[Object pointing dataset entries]
## Start

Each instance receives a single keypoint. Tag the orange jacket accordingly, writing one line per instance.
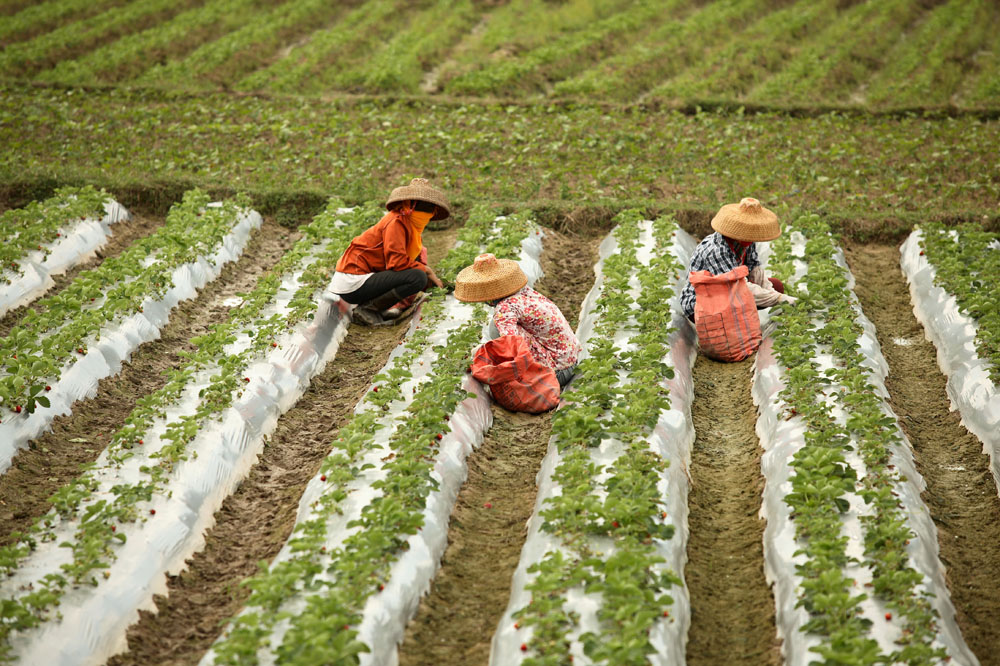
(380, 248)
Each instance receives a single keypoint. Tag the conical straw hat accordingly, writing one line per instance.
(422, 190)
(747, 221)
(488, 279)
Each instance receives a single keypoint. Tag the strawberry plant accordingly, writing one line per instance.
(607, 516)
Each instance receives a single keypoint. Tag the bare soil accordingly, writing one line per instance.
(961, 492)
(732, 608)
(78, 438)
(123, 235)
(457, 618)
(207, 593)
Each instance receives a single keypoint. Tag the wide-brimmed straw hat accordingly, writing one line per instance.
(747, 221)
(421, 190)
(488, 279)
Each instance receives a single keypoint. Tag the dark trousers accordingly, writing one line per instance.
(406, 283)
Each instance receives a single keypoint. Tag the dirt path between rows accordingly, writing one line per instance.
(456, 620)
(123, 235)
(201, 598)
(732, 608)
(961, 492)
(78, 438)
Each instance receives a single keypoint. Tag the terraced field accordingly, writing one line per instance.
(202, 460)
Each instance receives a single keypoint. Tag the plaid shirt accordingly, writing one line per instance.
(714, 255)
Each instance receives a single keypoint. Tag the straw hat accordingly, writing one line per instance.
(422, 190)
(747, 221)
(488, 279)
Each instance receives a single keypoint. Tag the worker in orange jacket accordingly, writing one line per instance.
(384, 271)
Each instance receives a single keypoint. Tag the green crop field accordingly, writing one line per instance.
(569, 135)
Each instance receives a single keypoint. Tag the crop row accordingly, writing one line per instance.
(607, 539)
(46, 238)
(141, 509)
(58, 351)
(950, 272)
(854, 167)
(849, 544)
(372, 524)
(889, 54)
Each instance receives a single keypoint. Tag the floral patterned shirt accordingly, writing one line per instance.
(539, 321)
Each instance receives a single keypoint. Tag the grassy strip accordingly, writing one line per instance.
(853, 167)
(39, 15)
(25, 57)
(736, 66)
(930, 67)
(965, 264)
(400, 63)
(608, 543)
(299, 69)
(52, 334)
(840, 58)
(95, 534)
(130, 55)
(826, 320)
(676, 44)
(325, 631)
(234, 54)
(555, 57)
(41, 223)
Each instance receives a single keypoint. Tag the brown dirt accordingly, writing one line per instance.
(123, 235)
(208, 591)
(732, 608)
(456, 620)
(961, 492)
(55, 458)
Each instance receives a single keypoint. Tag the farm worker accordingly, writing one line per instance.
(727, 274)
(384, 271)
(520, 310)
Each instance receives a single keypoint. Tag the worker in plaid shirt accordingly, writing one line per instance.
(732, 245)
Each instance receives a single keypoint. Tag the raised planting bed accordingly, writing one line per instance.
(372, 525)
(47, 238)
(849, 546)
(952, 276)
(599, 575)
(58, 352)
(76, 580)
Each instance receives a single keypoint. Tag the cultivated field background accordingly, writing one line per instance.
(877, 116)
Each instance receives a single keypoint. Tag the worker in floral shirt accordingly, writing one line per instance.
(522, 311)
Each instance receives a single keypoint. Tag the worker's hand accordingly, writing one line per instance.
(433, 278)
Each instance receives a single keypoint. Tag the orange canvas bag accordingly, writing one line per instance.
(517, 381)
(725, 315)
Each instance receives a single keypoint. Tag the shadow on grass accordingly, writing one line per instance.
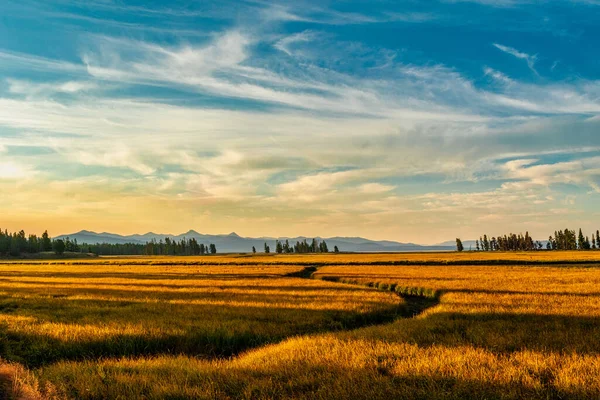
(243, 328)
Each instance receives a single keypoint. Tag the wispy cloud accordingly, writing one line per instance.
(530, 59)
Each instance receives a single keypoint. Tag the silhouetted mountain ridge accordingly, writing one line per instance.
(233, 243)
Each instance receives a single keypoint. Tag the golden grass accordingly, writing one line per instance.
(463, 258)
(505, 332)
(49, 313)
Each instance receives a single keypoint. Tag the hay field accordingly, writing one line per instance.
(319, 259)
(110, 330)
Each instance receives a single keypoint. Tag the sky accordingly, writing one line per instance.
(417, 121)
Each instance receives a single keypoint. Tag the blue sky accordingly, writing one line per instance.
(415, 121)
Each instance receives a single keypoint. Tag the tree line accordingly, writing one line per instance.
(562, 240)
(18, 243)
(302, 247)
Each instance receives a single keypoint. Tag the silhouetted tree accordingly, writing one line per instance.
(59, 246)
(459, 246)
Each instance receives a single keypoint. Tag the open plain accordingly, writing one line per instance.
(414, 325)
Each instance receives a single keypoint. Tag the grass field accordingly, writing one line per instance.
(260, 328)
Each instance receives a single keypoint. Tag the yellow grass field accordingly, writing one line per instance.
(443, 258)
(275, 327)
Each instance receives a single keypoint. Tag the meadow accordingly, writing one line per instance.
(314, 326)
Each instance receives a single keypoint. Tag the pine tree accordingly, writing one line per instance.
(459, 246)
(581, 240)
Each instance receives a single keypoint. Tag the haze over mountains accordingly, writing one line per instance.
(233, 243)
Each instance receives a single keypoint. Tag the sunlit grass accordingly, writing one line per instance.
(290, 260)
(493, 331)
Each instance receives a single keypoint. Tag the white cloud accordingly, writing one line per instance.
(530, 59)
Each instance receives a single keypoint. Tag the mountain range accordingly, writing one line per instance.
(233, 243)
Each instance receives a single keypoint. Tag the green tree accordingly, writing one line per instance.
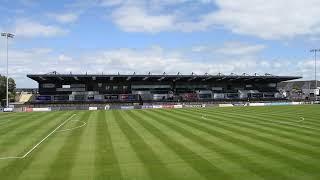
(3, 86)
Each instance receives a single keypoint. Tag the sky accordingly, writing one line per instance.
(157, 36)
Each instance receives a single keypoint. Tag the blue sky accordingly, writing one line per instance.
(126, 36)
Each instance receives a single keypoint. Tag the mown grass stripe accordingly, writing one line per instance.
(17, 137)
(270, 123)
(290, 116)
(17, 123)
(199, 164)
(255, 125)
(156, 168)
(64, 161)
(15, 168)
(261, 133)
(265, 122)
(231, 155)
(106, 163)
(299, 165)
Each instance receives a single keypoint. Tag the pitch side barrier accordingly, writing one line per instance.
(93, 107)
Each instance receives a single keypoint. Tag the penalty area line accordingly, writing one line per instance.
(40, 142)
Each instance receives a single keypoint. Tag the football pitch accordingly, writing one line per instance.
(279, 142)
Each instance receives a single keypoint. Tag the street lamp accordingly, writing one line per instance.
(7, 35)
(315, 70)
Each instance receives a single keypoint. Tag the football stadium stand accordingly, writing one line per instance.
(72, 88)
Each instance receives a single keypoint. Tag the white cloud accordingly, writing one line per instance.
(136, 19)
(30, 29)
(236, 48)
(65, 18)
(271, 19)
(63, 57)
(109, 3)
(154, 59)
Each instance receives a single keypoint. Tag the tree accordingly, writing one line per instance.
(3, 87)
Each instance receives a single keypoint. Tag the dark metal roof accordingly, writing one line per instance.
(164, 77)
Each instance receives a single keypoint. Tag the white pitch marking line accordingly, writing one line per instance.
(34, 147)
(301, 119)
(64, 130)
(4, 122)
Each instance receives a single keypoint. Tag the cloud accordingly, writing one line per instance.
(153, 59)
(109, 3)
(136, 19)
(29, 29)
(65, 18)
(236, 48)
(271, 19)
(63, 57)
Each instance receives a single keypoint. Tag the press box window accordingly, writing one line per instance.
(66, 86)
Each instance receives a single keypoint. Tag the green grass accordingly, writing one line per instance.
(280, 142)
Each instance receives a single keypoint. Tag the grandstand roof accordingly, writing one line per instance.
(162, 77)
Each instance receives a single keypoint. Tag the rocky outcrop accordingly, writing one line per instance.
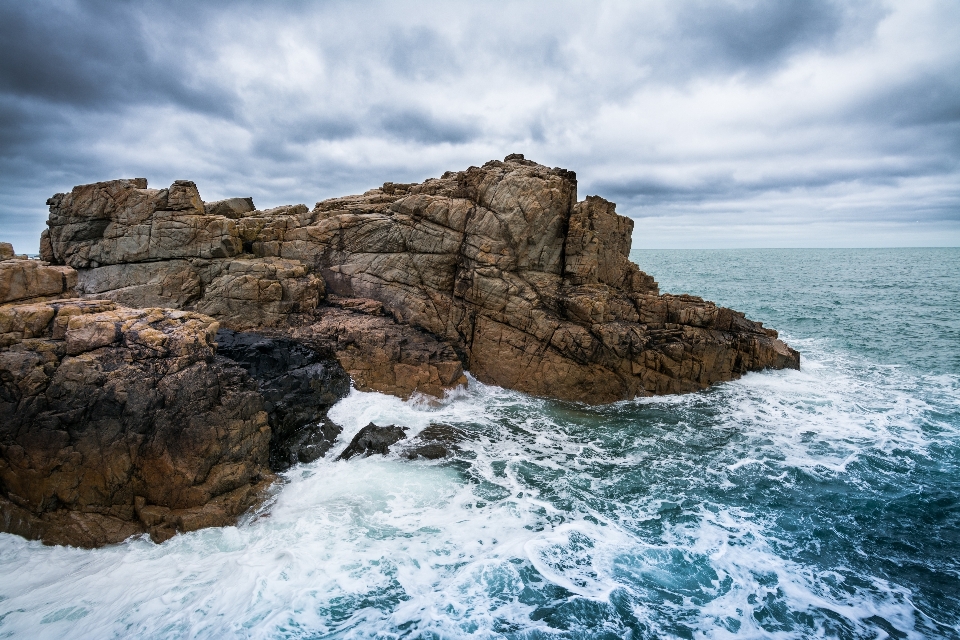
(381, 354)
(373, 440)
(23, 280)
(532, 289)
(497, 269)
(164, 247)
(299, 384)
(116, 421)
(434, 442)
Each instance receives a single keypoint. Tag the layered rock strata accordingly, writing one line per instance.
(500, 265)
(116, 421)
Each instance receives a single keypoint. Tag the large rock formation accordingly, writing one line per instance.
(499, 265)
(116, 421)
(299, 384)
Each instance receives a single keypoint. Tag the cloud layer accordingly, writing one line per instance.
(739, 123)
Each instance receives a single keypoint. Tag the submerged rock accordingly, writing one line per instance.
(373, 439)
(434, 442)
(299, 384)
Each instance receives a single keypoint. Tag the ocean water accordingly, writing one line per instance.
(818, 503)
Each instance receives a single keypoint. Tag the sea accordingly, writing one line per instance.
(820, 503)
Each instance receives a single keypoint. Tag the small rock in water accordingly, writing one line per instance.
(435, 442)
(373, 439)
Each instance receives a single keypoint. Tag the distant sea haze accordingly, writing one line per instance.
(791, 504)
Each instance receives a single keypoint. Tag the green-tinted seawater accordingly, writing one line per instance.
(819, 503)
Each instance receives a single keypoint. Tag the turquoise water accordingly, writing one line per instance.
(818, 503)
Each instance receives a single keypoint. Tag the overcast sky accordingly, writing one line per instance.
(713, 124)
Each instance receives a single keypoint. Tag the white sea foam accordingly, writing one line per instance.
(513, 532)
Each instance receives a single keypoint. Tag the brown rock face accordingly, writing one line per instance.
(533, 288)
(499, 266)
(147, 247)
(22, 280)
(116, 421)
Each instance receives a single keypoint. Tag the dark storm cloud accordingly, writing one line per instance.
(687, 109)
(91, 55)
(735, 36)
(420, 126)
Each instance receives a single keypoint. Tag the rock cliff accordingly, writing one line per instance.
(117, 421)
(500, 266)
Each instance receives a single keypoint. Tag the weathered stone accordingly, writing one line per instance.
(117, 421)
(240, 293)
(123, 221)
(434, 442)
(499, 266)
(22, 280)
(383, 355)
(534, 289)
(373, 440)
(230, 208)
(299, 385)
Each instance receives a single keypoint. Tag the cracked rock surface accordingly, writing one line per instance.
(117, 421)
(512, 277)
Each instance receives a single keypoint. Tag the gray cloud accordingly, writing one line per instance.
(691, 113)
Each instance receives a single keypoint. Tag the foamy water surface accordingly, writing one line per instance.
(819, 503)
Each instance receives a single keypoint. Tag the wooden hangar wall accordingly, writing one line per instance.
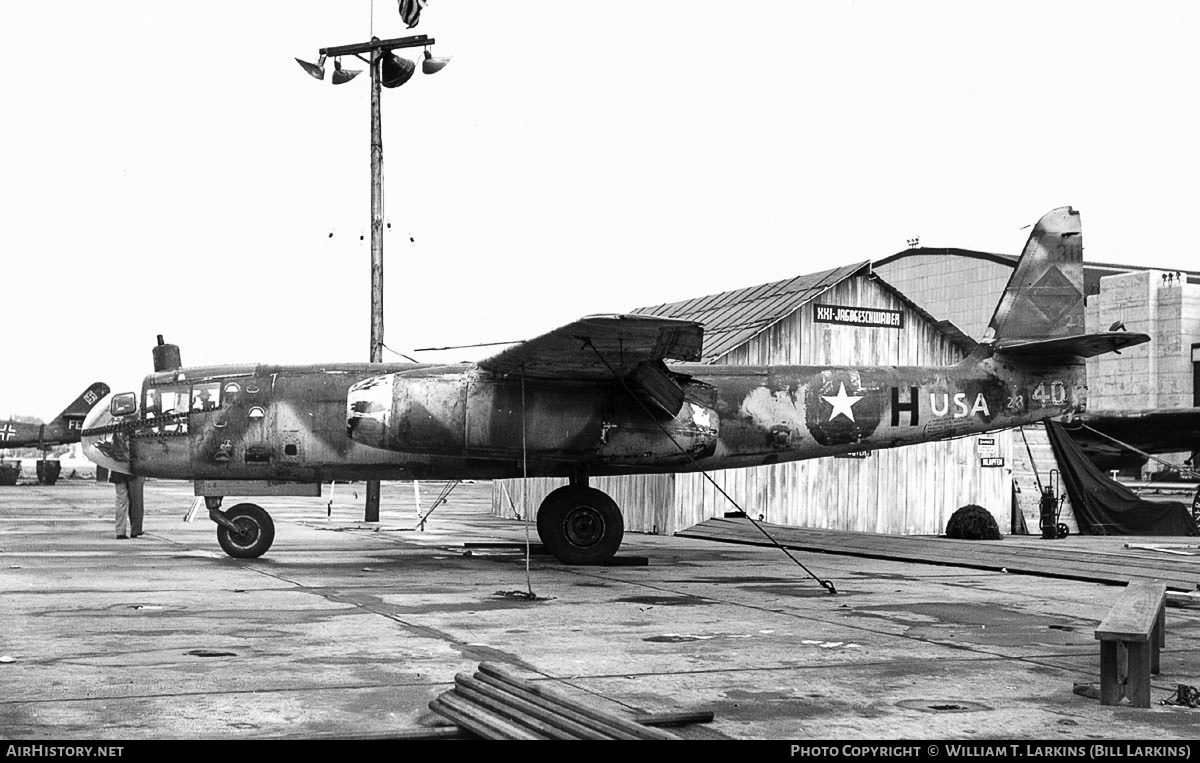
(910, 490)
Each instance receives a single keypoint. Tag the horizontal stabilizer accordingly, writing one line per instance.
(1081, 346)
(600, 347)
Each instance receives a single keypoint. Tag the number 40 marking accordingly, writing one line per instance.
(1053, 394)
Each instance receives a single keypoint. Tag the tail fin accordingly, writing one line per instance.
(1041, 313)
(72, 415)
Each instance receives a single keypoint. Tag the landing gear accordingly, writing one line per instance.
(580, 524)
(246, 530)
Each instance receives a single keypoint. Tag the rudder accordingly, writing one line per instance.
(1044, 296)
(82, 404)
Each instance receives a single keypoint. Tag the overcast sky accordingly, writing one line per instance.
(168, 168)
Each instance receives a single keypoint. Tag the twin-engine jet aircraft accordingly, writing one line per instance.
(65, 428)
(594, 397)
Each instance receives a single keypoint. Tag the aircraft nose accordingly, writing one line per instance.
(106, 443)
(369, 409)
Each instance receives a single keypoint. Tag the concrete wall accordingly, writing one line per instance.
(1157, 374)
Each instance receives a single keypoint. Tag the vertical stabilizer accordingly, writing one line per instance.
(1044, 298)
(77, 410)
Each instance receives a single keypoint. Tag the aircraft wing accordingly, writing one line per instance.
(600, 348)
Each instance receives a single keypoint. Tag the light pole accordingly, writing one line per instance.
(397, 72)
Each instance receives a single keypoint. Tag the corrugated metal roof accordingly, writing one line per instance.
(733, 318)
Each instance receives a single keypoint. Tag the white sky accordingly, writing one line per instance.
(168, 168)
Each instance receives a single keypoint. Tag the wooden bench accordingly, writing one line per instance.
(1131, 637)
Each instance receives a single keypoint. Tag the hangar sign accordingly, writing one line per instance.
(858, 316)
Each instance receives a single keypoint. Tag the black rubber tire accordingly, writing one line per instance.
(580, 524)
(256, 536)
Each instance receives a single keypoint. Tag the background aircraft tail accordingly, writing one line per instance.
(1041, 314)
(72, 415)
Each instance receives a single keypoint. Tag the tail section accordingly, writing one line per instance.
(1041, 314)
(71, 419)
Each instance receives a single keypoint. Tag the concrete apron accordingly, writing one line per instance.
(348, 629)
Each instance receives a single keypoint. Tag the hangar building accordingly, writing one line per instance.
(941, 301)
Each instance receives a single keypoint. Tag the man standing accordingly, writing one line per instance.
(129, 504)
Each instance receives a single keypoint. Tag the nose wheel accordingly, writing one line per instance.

## End

*DESCRIPTION OF THE TASK*. Render the material as a numbered list, beginning at the line that contains "Each instance receives a single keypoint. Tag the background" and continuing through the end of the material, both ends included. Omit any blank lines.

*CORRECT RESPONSE*.
1. Each instance receives a single keypoint. Tag the background aircraft tail accordingly, writing one line per instance.
2. (1041, 314)
3. (72, 415)
4. Each instance receives a single keypoint. Tag the tail section accordingly, writing one line per instance.
5. (1041, 314)
6. (71, 419)
7. Each instance receives a single keypoint. Tag the concrete apron accordingly, writing one line per instance.
8. (348, 629)
9. Each instance receives a single keypoint. Tag the hangar building accordingly, writing one line per instance.
10. (941, 301)
11. Each instance receives a single keypoint. Tag the man standing accordingly, writing one line per instance.
12. (129, 504)
13. Each instance receives a single keypoint. Tag the nose wheel accordingly, writing one line per instance.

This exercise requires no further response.